**Aim of the exercise**
Update the material from the line that has "Every instance of the stone" through the end, changing every "pumpkin" to "gourd" and leaving all else unchanged. Leave the pictures out of your answer.

**Given entries**
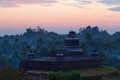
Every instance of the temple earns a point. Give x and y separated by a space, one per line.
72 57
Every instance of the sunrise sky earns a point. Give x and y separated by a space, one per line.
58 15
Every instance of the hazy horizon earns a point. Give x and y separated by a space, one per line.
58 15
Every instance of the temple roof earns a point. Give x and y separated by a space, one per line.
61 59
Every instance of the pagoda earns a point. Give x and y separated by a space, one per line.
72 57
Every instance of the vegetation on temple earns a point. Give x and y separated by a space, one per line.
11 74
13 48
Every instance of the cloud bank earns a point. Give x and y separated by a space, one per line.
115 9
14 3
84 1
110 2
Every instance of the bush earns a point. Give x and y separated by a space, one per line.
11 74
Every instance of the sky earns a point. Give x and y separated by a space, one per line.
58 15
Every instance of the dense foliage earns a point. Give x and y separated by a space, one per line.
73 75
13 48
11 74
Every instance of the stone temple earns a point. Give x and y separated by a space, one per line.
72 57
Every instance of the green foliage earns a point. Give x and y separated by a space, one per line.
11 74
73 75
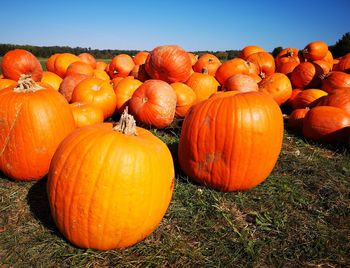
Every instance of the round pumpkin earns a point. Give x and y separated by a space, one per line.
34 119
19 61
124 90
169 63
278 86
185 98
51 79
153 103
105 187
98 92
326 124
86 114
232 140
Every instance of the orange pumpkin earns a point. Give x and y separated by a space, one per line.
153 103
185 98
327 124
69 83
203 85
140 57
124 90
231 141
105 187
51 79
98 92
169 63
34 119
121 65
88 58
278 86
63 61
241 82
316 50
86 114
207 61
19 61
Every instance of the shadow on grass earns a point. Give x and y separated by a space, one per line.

**Answer in full**
Every instance of the stone temple earns a point. Give x and y separated by a space, one per line.
72 57
Every instance of the green foliage earns a point. Give x and y separated by a space, one per line.
11 74
73 75
Every instance of the round gourd earns a point. Give x and y separated by a space, one per line.
34 119
19 61
124 90
169 63
278 86
185 98
51 79
153 103
105 187
98 92
326 124
86 114
232 140
Every instance of the orange gourd earns a point. Give x and y separated by a space, one per line.
153 103
185 98
327 124
69 83
203 85
140 57
124 90
231 141
105 187
51 79
98 92
169 63
34 119
121 65
88 58
278 86
63 61
241 82
316 50
86 114
207 61
19 61
Every instance of the shadow on grass earns a point. Give x and y separated by a space, one per line.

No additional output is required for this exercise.